Document section ->
──────────
Make recycling local.

In the sequence that frame comes from the action shortly visits some lower unused areas, that might be called the bowels of the city. I suggest that's exactly what they would be.

Transportation is pretty clearly close to capacity, anything you don't have to ship any distance would be a win. Water, air, power are all totally fungible and while they do benefit from scale the volumes required might make transportation costs cancel any benefits beyond a certain point.

If ten thousand people live in a tower you probably save on pipes and pumps by putting a moderately sized water reclamation plant in it than pumping stuff out to a huge plant miles away and then back in.

Especially if co-ordinating infrastructure is hard, like say the if service to the next tower over needed to be disrupted to connect your line, or you would have to pay to add the needed capacity to the municipal processing center when building a tower it might make sense to make them more or less self sufficient.

The sky does not depend on the ground!

If you change your perspective there is another potential solution.

How do you manage a city that is miles WIDE... you don't put all your resources one one end and pipe them all from that location to every building on the grid, you distribute them THROUGHOUT your city.
──────────
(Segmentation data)
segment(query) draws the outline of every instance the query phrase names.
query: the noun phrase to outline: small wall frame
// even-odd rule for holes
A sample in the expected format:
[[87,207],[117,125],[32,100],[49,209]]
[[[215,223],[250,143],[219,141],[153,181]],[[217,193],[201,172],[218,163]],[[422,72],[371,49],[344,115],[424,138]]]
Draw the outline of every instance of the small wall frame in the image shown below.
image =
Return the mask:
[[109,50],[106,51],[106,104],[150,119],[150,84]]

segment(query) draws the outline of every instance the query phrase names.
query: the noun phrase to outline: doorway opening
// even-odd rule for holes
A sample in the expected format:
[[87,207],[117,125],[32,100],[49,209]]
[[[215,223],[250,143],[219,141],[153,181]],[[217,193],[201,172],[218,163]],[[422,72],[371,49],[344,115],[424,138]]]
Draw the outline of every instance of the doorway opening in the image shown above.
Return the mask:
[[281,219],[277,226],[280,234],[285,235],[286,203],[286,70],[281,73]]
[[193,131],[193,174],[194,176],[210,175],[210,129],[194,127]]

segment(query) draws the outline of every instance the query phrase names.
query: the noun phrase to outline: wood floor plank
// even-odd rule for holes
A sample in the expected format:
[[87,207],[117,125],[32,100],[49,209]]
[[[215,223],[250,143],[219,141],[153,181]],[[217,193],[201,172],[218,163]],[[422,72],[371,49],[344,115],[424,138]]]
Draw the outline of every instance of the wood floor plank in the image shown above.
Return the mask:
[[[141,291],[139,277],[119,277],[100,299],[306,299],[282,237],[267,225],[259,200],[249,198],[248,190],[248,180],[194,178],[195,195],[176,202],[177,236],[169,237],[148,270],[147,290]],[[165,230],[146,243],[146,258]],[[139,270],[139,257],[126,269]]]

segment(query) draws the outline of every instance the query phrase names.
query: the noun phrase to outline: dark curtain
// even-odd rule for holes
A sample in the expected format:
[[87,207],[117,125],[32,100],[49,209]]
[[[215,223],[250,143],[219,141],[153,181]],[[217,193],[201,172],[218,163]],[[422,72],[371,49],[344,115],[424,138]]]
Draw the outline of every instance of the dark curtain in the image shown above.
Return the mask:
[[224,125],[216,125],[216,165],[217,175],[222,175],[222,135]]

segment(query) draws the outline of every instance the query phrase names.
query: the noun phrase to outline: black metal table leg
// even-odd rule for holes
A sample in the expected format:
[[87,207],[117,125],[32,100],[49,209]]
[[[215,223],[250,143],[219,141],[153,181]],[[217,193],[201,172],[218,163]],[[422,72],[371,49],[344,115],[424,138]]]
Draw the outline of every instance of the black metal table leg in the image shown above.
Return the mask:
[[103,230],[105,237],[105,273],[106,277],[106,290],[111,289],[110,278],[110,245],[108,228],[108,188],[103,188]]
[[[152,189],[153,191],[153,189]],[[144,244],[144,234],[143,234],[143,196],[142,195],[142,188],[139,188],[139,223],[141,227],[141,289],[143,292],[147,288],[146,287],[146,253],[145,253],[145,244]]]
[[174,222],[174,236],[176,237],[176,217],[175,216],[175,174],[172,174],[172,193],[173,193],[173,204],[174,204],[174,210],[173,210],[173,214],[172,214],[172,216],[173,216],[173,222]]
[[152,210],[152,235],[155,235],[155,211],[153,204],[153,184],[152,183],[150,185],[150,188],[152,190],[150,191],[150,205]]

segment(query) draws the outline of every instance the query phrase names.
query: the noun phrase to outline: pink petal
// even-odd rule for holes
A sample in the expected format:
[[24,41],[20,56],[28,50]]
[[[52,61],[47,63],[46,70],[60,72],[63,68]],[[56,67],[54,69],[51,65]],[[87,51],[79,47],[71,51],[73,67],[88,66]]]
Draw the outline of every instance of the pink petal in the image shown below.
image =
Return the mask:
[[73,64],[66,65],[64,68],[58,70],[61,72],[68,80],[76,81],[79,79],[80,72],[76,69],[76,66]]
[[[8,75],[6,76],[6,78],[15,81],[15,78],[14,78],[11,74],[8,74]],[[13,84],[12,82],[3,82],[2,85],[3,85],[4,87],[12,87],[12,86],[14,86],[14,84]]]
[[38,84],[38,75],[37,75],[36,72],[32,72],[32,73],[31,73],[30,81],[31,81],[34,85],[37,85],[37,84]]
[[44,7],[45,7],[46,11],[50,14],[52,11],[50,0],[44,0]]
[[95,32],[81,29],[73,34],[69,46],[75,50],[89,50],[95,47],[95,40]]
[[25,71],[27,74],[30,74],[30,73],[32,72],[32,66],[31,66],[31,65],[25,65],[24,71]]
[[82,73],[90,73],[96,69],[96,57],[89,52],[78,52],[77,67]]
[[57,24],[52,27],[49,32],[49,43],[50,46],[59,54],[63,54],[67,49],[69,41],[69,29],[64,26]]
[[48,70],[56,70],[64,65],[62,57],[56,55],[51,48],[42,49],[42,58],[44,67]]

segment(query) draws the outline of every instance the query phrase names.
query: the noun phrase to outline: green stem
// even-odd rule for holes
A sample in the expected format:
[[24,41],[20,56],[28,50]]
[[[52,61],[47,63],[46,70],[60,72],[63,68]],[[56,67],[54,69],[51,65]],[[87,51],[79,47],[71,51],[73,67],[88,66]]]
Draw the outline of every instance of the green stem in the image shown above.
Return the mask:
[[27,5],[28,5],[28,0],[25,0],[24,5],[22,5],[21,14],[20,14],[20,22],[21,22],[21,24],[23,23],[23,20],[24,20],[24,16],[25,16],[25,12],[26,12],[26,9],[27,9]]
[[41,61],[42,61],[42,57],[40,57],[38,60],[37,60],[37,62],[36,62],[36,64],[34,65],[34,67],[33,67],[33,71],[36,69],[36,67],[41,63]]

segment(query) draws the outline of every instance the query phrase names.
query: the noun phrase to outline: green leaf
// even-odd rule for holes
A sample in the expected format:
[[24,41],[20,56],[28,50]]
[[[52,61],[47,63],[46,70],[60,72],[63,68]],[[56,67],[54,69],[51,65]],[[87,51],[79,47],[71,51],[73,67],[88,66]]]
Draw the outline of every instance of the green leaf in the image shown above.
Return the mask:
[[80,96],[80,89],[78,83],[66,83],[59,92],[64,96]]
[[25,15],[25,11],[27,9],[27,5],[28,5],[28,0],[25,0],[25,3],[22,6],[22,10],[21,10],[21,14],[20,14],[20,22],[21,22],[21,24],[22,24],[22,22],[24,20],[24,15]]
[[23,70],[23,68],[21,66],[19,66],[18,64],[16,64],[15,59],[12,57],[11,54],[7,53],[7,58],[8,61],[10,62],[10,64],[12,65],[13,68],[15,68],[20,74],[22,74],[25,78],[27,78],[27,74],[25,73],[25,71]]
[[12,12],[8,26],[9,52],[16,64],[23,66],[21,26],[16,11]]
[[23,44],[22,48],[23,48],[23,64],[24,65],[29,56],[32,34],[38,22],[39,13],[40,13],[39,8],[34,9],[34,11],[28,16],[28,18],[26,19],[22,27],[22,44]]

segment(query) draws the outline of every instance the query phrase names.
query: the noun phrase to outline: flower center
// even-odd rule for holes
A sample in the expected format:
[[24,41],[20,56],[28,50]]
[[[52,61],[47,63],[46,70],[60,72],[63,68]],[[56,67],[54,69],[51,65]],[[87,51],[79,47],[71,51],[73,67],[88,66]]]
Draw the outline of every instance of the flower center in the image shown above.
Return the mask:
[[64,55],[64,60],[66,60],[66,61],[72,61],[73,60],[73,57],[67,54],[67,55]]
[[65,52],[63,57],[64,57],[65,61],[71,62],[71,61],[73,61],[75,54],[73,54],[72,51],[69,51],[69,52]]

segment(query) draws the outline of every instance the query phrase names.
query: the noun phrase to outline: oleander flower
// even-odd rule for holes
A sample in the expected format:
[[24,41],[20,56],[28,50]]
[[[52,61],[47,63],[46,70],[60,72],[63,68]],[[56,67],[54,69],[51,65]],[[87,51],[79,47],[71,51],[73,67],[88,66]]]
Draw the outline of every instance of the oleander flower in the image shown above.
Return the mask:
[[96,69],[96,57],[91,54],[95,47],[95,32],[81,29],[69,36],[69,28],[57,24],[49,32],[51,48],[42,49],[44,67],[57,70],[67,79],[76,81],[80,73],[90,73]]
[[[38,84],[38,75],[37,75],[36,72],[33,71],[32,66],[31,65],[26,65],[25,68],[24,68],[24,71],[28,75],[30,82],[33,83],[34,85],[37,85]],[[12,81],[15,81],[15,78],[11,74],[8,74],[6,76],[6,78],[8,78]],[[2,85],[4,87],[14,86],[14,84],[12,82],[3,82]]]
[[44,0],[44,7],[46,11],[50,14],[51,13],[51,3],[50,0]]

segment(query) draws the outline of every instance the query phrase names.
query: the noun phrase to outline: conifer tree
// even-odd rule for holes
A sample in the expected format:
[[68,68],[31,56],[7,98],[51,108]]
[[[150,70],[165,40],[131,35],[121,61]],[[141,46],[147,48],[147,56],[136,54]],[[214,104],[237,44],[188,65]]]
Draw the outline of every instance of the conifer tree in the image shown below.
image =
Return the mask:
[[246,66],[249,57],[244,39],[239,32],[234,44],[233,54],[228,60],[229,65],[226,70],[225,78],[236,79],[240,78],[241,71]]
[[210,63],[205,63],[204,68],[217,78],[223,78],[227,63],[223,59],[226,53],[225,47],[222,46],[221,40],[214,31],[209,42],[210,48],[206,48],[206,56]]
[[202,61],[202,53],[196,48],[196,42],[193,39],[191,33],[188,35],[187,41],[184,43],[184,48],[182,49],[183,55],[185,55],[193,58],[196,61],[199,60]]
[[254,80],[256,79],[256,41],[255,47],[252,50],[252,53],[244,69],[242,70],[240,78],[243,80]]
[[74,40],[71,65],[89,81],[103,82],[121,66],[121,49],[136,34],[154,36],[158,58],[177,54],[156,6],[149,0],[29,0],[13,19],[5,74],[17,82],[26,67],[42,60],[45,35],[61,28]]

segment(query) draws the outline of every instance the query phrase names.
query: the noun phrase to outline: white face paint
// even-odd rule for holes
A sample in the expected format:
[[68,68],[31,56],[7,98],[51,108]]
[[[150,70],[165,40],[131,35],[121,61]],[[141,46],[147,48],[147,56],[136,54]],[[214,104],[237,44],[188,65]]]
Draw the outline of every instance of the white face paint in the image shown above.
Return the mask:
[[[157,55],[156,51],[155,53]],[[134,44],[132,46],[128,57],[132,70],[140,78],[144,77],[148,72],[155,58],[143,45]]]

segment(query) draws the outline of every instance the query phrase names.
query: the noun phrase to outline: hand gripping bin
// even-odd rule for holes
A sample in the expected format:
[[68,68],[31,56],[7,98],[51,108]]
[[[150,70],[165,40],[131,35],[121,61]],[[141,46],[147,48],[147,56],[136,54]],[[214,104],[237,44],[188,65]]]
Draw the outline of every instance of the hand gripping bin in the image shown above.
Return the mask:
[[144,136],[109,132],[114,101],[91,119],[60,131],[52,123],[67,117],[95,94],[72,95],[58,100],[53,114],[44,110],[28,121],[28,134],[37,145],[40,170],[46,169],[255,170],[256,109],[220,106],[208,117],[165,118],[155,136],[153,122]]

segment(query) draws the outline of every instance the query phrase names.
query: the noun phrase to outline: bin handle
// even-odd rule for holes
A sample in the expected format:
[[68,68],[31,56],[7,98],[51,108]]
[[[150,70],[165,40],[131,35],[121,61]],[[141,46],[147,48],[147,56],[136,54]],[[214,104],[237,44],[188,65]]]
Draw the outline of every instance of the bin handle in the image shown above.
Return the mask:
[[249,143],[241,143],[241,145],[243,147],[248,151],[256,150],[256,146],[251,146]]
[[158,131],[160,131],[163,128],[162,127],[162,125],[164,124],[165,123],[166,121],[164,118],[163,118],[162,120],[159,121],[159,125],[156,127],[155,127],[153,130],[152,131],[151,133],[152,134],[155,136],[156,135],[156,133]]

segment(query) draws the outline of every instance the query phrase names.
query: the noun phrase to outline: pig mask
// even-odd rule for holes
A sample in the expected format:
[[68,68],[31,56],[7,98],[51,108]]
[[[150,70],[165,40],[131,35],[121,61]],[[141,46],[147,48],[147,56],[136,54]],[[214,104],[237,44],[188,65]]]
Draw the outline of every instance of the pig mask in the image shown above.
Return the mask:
──────────
Parts of the exercise ->
A. Revise the passage on city infrastructure starting at "Especially if co-ordinating" and ending at "less self sufficient.", putting "city treatment plant" in place of "municipal processing center".
B. Resume the passage on city infrastructure from the point at which it stops.

Answer set ->
A.
Especially if co-ordinating infrastructure is hard, like say the if service to the next tower over needed to be disrupted to connect your line, or you would have to pay to add the needed capacity to the city treatment plant when building a tower it might make sense to make them more or less self sufficient.

B.
A city that is miles high can extend that paradigm to the third dimension...

• Every n stories you have a wastewater processing plant... why send it all the way back down?
• Every few floors you have water collection, why wait for the rain to get to the ground?
• Electricity is generated (wind, nuclear, maybe hydroelectric from falling gray water)
• Telecom is distributed more or less this way even in moderately smaller buildings already.
• Agriculuture is distributed on new modern buildings, at the "miles high" scale this could become farming.

This opens up fantastic opportunities for cultural and social differences as well.

• ... except for structural support, of course. We don't want to piss off those groundlubbers too much. – user253751 Jan 27 '18 at 0:10

The Buildings Are Self-Contained

For an in-depth discussion I recommend the Isaac Arthur episode on arcologies - self-sufficient structures with all their utilities, and most of their own economy, built in.

In essence, an arcology is a space habitat constructed on the ground. Another way to think of it is a city in a can. Waste is recycled internally so water supply is not an issue, food is often grown internally (this only needs fusion power or sufficiently advanced bioengineering, not magic tech), and everything that can be provided inside the building is. You don't need Star Trek style replicators - just living space for the people who work there, a reasonable supply of commonly needed technicians, tools, and spare parts, and the equivalent of an Amazon fulfillment center in there somewhere.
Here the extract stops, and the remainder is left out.